### [Passage given]
####
Supreme Court of North Dakota

May 8, 2018

State of North Dakota, Plaintiff and Appellant
v.
$3260.00 United States Currency; Ronald Newhauser, Defendants

          Appeal from the District Court of Morton County, South Central Judicial District, the Honorable Bruce A. Romanick, Judge.

          Chase R. Lingle, Morton County Assistant State's Attorney, Mandan, ND, for plaintiff and appellant.

          Ronald Newhauser, defendant; no appearance.

          OPINION

          Jensen, Justice.

         [¶ 1] The State appeals from the district court's order granting summary judgment to Ronald Newhauser in a forfeiture proceeding. We affirm the district court's order.

         I

         [¶ 2] In February 2015, officers seized $3, 260 in United States currency from Newhauser. Newhauser was a passenger in a vehicle where police discovered methamphetamine and other paraphernalia. Newhauser was charged in connection with this stop in district court, but those charges were later dismissed because of federal charges relating to the incident against Newhauser.
####
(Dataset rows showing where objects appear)

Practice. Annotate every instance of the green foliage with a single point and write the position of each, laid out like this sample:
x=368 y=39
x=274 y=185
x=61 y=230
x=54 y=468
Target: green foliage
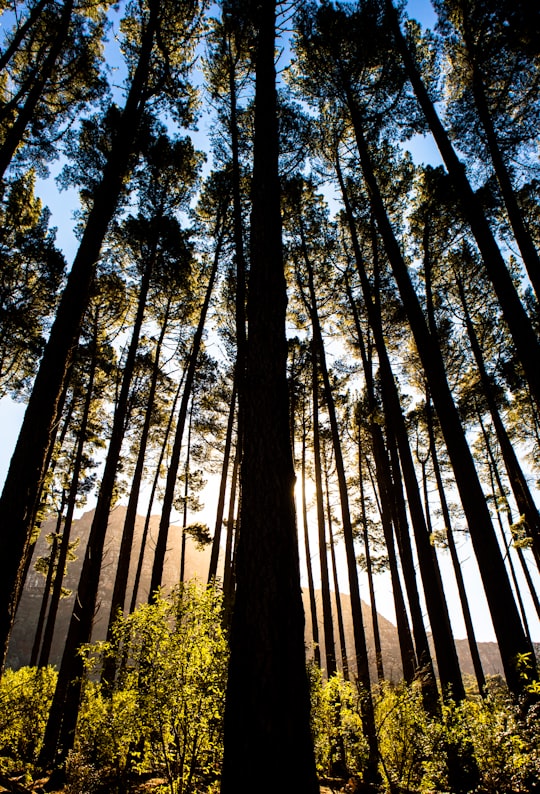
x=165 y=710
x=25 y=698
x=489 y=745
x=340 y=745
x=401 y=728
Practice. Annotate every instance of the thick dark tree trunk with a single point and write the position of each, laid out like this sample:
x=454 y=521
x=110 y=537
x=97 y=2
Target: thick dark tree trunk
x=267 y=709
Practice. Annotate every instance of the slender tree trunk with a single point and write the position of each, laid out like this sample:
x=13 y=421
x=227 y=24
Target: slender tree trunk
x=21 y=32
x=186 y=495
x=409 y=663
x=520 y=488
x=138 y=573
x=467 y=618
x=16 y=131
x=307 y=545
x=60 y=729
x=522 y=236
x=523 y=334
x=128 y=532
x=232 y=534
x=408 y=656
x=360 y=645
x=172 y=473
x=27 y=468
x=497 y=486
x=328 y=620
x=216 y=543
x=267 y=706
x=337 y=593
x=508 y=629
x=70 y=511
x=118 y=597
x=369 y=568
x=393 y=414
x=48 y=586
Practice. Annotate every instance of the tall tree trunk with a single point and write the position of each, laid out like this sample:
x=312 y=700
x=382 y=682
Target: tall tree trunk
####
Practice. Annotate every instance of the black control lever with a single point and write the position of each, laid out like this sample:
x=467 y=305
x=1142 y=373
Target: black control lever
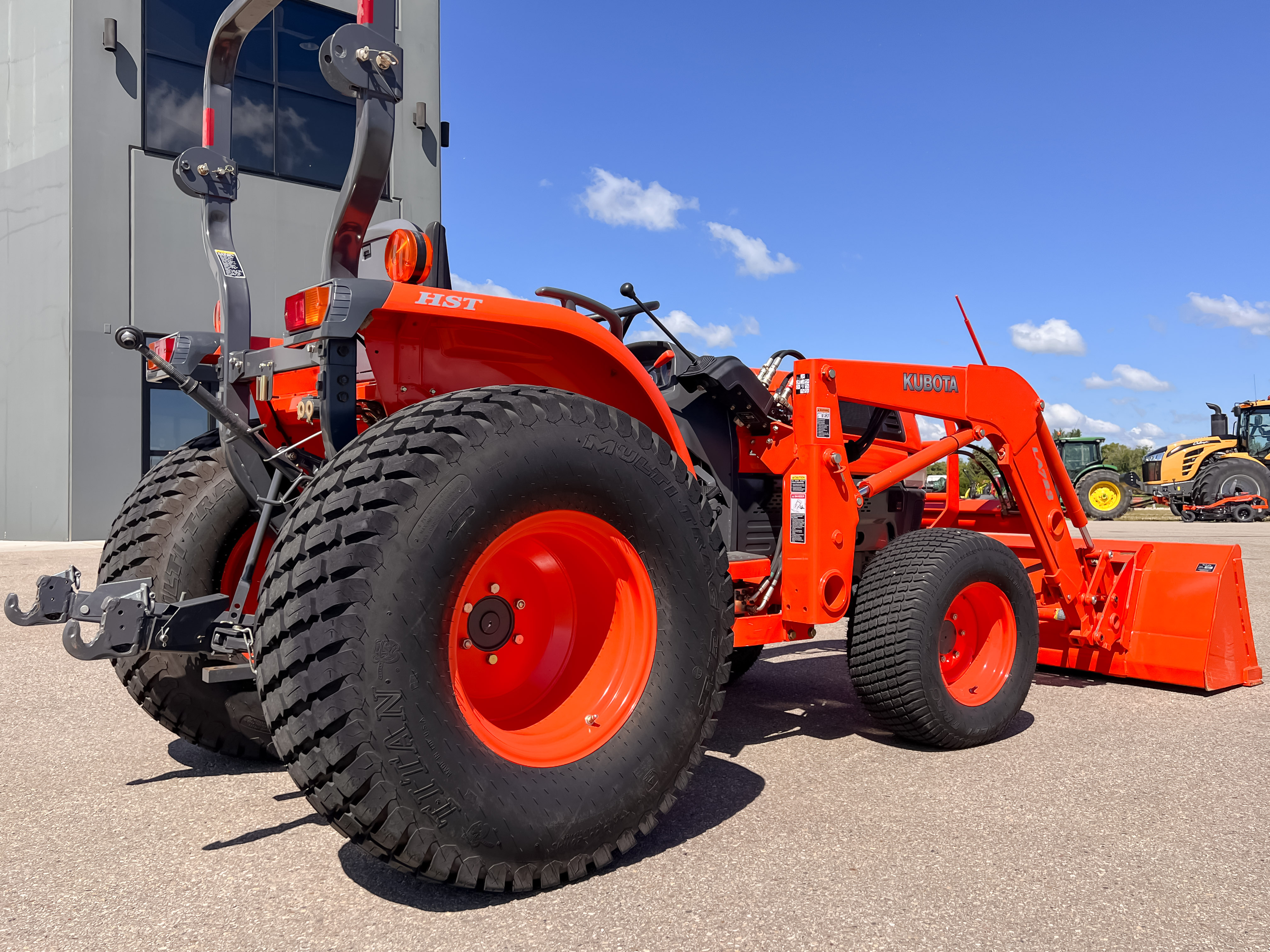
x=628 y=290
####
### [Exercise task 1]
Translate this sentence from the forfeiture opinion into Spanish: "The State appeals from the district court's order granting summary judgment to Ronald Newhauser in a forfeiture proceeding."
### [Exercise task 2]
Continue the forfeiture opinion past its last sentence with the next few sentences of the opinion.

### [Task answer 1]
El Estado apela la orden del tribunal de distrito que otorgó una sentencia sumaria a Ronald Newhauser en un procedimiento de decomiso.

### [Task answer 2]
         [¶ 3] The State served Newhauser in this forfeiture action in September 2017. Newhauser moved for summary judgment, which he supported with an affidavit. In his affidavit, Newhauser admits the $3, 260 was in his wallet and officers seized it as part of the traffic stop. Newhauser also said he obtained the $3, 260 from his social security disability income and savings from working occasionally for a contractor. The State responded to Newhauser's motion, but it did not support its response with any affidavits or other evidence. In its response, the State argued Newhauser raised factual questions through his affidavit requiring an evidentiary hearing. The State never scheduled a hearing on the motion for summary judgment.

         [¶ 4] The district court granted Newhauser's motion for summary judgment. The district court noted the State and Newhauser's arguments regarding the promptness of the action and lack of significant nexus between the property seized and offense committed. But the district court concluded the State failed to rebut any facts set forth by Newhauser in his affidavit. Because the State failed to present any evidence that created a genuine dispute of material fact, the district court granted Newhauser's motion for summary judgment without holding a hearing. The district court entered a judgment requiring the State to return the $3, 260 to Newhauser. The State appeals.

         II

         [¶ 5] On appeal, the State argues the district court erred by not holding an evidentiary hearing on the forfeiture and granting Newhauser's motion for summary judgment. This Court reviews orders on motions for summary judgment as follows:

In determining whether summary judgment was appropriately granted, we must view the evidence in the light most favorable to the party opposing the motion, and that party will be given the benefit of all favorable inferences which can reasonably be drawn from the record. On appeal, this Court decides whether the information available to the district court precluded the existence of a genuine issue of material fact and entitled the moving party to judgment as a matter of law.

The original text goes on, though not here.